Se acerca el décimo aniversario del evento que marcó un parteaguas en la historia contemporánea, los atentados en nueva york del once de septiembre del año 2001. Todos hemos conocido lo que eso desató, las guerras y las vidas perdidas que siguieron a las terribles imágenes de los aviones que destruían las Torres Gemelas. Esas imágenes marcaban una época que terminaba, apenas al empezar. Todos soñábamos con un tercer milenio en el que hubiéramos aprendido a vivir en paz, en el que dedicáramos nuestras energías a ver cómo hacer la vida más fácil a los demás. Pero no fue así. El tercer milenio comenzó con esas torres que se derrumbaban, como el símbolo del dolor que iba a seguir, el dolor del miedo a la violencia, el dolor de ver que el hambre, el abuso de los inocentes, la indiferencia ante el sufrimiento, seguían en la agenda de la humanidad. Con esas torres se derrumbaba la esperanza de un mejor inicio de milenio.
Pero no todo quedo ahí. Parecería que una de las lecciones del once de septiembre es que la fuerza bruta todo lo puede. Parecería que el imperio más poderoso del mundo iba a aplastar a sus enemigos. Parecería que la violencia terrorista tenía la última palabra. Hoy diez años después, descubrimos que aunque hay que proteger a la sociedad de sus enemigos, también es importante descubrir de donde surgen los enemigos. Enemigos que muchas veces nacen de la injusticia, de la indiferencia, de la despreocupación por el otro, por su pobreza, por su ignorancia. Enemigos que nacen de seres humanos que se sienten peones de un ajedrez de poder, en el que solo valen para ser sacrificados y que encuentran en el sacrificio suicida la única posibilidad de tener un valor.
Al sacudir los cimientos de las Torres Gemelas, el once de septiembre sacudió la autosuficiencia en la que vivimos en occidente, haciéndonos ver que no se puede jugar con los seres humanos, que no se puede ser indiferente con ningún ser humano, no importa su edad, su tamaño, su utilidad. La destrucción de las torres gemelas y sus secuelas en estos diez años, nos hacen ver lo peligroso que es descuidar el valor de cada ser humano. El once de septiembre nos sacudió la autosuficiencia. La caída de las torres nos hizo ver que no podemos poner solamente la seguridad en nosotros. Somos tan poca cosa, que un avión puede detener el mundo. Esto lo confirman las catástrofes naturales, las crisis económicas recurrentes, la incapacidad para tener líderes mundiales de peso, la ausencia de futuro para millones de jóvenes, los millones de bebés abortados, la ceguera ante las catástrofes humanitarias. El once de septiembre hizo ver que cuando la libertad del ser humano se aleja de una referencia moral es el mayor peligro para la humanidad, porque olvida el principio ético fundamental: trata a los demás como quieres que los demás te traten a ti. Han pasado diez años desde aquellas imágenes. En esos aviones iban las miserias del ser humano buscando destruir el bien que puede soñar el ser humano con sus ideales. Me pregunto si nos damos cuenta de todo lo que se cuestionó en ese día o si seguimos inconscientes. Los edificios se podrán reconstruir. Los muertos podrán ser honrados por la oración o el recuerdo. Pero si no cambiamos, nosotros mismos estamos lanzando aviones contra el centro de nuestra cultura, de nuestra sociedad, de nuestra familia, de nosotros mismos.

Entradas extraídas:

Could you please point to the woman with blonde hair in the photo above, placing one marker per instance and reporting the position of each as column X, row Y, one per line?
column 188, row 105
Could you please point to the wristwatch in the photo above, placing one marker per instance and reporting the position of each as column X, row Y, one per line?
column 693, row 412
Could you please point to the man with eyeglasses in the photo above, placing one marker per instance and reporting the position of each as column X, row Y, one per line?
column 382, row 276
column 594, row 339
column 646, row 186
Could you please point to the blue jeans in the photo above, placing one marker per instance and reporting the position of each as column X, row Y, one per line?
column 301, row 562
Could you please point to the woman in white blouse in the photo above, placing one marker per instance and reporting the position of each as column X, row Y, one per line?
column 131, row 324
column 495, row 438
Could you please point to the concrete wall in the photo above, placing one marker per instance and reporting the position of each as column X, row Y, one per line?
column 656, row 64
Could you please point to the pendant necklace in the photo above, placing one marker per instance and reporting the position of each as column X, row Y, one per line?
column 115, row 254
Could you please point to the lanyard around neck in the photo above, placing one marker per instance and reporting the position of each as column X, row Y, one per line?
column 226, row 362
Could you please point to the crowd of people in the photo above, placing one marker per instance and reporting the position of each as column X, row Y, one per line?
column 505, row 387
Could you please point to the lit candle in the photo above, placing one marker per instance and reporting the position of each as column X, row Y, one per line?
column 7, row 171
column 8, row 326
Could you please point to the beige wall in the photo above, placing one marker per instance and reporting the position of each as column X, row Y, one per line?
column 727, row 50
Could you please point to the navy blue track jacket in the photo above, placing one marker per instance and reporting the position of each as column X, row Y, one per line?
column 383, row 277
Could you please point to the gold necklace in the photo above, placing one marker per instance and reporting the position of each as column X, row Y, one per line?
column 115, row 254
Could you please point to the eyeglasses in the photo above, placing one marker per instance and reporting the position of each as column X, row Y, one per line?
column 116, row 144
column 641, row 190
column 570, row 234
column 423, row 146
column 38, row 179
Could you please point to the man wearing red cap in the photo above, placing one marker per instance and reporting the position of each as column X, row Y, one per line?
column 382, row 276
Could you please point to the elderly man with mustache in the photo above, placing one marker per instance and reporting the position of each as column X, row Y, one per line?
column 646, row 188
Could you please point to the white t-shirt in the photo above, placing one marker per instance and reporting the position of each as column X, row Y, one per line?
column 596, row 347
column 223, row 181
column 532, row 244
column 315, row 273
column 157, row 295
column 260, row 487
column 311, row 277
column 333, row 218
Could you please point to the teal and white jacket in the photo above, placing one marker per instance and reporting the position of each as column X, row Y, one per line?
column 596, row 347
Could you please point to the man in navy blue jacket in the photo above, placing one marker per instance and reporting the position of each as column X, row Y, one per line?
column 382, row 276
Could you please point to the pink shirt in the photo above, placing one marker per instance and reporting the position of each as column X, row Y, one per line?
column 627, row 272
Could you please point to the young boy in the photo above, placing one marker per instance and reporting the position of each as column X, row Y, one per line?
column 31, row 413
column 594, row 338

Objetivo del ejercicio: Transcribe literalmente el pasaje del fragmento sobre el once de septiembre que comienza en las palabras "Pero no todo" y termina tras "tener un valor.". La única fuente válida es el fragmento sobre el once de septiembre.

Respuesta redactada:
Pero no todo quedo ahí. Parecería que una de las lecciones del once de septiembre es que la fuerza bruta todo lo puede. Parecería que el imperio más poderoso del mundo iba a aplastar a sus enemigos. Parecería que la violencia terrorista tenía la última palabra. Hoy diez años después, descubrimos que aunque hay que proteger a la sociedad de sus enemigos, también es importante descubrir de donde surgen los enemigos. Enemigos que muchas veces nacen de la injusticia, de la indiferencia, de la despreocupación por el otro, por su pobreza, por su ignorancia. Enemigos que nacen de seres humanos que se sienten peones de un ajedrez de poder, en el que solo valen para ser sacrificados y que encuentran en el sacrificio suicida la única posibilidad de tener un valor.